[Start of Attachment]

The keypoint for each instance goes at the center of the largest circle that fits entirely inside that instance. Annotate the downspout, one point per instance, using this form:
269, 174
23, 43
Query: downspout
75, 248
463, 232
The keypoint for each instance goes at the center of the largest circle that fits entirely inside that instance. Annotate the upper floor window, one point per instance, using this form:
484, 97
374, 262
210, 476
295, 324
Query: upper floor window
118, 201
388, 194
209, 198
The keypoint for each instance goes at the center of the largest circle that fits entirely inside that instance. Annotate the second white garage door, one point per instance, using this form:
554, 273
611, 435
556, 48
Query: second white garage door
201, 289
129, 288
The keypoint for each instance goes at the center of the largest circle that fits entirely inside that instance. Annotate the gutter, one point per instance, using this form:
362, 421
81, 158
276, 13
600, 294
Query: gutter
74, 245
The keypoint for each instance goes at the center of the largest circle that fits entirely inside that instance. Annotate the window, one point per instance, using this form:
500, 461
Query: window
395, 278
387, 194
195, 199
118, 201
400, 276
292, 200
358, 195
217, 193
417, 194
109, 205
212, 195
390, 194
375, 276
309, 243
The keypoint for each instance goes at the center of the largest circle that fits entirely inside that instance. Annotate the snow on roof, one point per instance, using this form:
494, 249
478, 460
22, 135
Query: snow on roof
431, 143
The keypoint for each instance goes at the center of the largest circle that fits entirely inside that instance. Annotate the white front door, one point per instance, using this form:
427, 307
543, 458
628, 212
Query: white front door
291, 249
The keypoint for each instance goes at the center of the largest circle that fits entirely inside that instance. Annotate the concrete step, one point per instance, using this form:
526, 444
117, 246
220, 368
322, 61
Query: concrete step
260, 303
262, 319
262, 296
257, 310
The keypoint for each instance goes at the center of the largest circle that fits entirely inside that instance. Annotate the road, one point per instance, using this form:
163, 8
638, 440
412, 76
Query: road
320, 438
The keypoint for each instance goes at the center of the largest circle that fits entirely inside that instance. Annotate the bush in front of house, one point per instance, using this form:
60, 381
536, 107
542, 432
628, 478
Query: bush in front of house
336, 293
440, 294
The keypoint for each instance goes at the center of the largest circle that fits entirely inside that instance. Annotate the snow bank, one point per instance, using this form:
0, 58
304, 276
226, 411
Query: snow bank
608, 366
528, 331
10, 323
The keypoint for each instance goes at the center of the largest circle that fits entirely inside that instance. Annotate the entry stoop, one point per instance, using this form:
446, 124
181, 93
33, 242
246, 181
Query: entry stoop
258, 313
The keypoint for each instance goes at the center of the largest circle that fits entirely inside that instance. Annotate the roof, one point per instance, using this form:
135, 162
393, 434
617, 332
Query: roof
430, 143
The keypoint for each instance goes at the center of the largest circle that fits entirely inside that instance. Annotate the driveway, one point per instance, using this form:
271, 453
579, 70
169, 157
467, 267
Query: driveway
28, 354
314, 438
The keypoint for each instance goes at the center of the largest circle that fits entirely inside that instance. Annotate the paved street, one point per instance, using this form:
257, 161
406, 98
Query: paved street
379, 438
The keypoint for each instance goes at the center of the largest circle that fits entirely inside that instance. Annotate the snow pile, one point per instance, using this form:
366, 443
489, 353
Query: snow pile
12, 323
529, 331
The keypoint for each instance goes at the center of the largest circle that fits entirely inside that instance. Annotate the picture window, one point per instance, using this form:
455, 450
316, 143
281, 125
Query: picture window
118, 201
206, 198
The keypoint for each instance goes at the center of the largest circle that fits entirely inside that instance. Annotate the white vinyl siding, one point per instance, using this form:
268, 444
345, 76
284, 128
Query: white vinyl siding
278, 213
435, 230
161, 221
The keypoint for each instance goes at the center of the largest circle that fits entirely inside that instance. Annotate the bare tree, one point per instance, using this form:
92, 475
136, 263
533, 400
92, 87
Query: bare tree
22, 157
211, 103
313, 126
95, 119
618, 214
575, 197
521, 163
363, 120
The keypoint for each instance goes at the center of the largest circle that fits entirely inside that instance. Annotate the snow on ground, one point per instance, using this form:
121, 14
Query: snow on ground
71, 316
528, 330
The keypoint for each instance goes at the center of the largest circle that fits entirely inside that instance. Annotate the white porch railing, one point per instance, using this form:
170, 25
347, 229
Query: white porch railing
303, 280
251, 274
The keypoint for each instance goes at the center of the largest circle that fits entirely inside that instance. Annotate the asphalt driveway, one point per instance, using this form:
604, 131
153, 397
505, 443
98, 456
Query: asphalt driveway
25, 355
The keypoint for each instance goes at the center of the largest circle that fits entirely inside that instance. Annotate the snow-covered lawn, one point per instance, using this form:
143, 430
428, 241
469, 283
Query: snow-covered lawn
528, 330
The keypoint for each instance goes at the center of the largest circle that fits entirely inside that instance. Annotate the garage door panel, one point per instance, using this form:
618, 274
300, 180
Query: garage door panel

[End of Attachment]

**What you should do**
The data must be printed verbatim, line by line.

**Solution**
The keypoint for each instance goes at the center of the largest circle that fits entirely inside that instance. Annotate the downspout, one point per instance, using this form:
269, 174
23, 43
Query: downspout
75, 248
463, 232
The keypoint for each instance goes at the center of the largest circle that fits entirely inside that instance. Annotate the upper floor window, one point per instance, using this form:
484, 97
374, 262
210, 476
295, 324
Query: upper floor window
118, 201
388, 194
209, 198
The keypoint for each instance goes at the center of the largest circle that fits entirely inside that instance. Annotate the second white garage door, one point per instance, using this form:
554, 273
611, 435
556, 48
Query: second white garage door
201, 289
129, 288
The keypoint for each instance goes at the center of the largest circle that fits entirely inside that instance. Annotate the gutter, one point per instance, using this form:
362, 421
81, 158
276, 13
600, 294
Query: gutter
74, 245
The keypoint for each instance goes at the center of the largest circle that fits entirely inside that instance. Annotate the window, one point per instance, using this form:
500, 461
Query: window
395, 278
387, 194
195, 199
118, 201
400, 276
292, 200
358, 195
217, 193
417, 194
109, 205
212, 195
390, 194
375, 276
309, 243
The keypoint for each instance goes at the center of the largest circle that fits entirely inside that instance. Annotate the snow on roof, one point per instance, using this form:
494, 249
478, 460
22, 135
Query: snow on roof
431, 143
The keypoint for each instance goes at the center of the largest circle that fits entirely inside that instance. Annotate the white front door, one point per instance, using this form:
427, 307
543, 458
628, 212
Query: white front door
291, 249
The keypoint for each instance goes at the center of the largest circle that fits entirely inside that instance. Annotate the concrete step, one point per instance, using this form:
526, 444
117, 246
220, 368
322, 61
Query: concrete step
260, 303
262, 319
262, 296
257, 310
The keypoint for each instance goes at the center of the largest circle that fits entirely inside that instance. Annotate the road, one point per instance, using this form:
163, 8
638, 440
412, 76
Query: road
320, 438
The keypoint for each instance goes at the center of the largest circle that fits entirely inside that instance. Annotate the bush in front of house, one point per instance, using this form:
60, 381
536, 107
542, 432
628, 478
Query: bush in front of house
336, 293
440, 294
The keypoint for each instance goes at the center of the largest circle that fits entirely inside that instance. Annotate the snow bank, one point per instance, using this form:
0, 58
304, 276
226, 411
Query: snow bank
608, 366
528, 331
10, 323
The keypoint for each instance goes at the center of the largest circle that fits entirely inside that instance. Annotate the entry stoop, one point per instance, using this form:
446, 124
181, 93
33, 242
246, 181
Query: entry stoop
258, 313
The keypoint for each instance goes at the center of the largest circle that fits entirely inside that instance. Annotate the roof, one point per instance, using this form:
135, 162
393, 434
617, 332
Query: roof
430, 143
The keypoint for each instance goes at the center of the largest circle that fits entirely inside that instance. Annotate the driveway, one point per instance, using this form:
271, 453
579, 70
169, 157
467, 267
Query: driveway
28, 354
314, 438
The keypoint for each instance goes at the center of the largest circle that fits entirely inside that instance. Annotate the paved street, one point per instance, using this form:
257, 161
406, 98
Query: paved street
379, 438
The keypoint for each instance goes at the center of the largest circle that fits entirely inside that instance. Annotate the snow pile, one point per instance, using this form:
366, 443
489, 353
Query: snow pile
12, 323
529, 331
The keypoint for each instance goes at the center of the largest circle that fits entirely inside that instance. Annotate the picture window, one point per instance, using this form:
455, 450
316, 143
281, 125
Query: picture window
118, 201
206, 198
The keypoint for each instance goes at the center of the largest circle that fits entirely inside that instance. Annotate the white vinyl siding, one point per instance, using this form:
268, 444
345, 76
284, 128
Query: white vinyl siding
278, 213
435, 230
161, 221
The keypoint for each instance goes at the center of the largest circle that fits entirely inside that instance. Annotate the bare tree, one point per instance, using this form:
92, 475
136, 263
533, 400
92, 87
Query: bare tree
22, 157
211, 103
313, 126
95, 119
618, 214
575, 197
521, 163
363, 120
The keypoint for each instance goes at the center of the largest circle that fits entirely inside that instance. Annotate the snow on ground, one point per instance, using this form:
121, 14
Query: snow on ground
71, 316
528, 330
The keypoint for each instance goes at the center of the largest circle that fits entirely inside that instance. Annotate the white porch railing, one point per instance, using this form:
170, 25
347, 229
Query: white porch railing
303, 280
251, 274
The keypoint for each instance goes at the center of the largest circle that fits entirely inside that instance. Annotate the asphalt driveway, one point per instance, using this form:
604, 131
153, 397
505, 443
98, 456
Query: asphalt driveway
25, 355
The keypoint for each instance goes at the center of the largest circle that fits entirely inside that instance. Annotate the snow-covered lawn, one point per instance, using this form:
143, 430
428, 241
469, 283
Query: snow-covered lawn
528, 330
The keypoint for each instance goes at the center of the largest circle that fits entirely inside that instance. Annotate the garage door panel, one point per instance, using this form:
618, 274
300, 180
Query: garage door panel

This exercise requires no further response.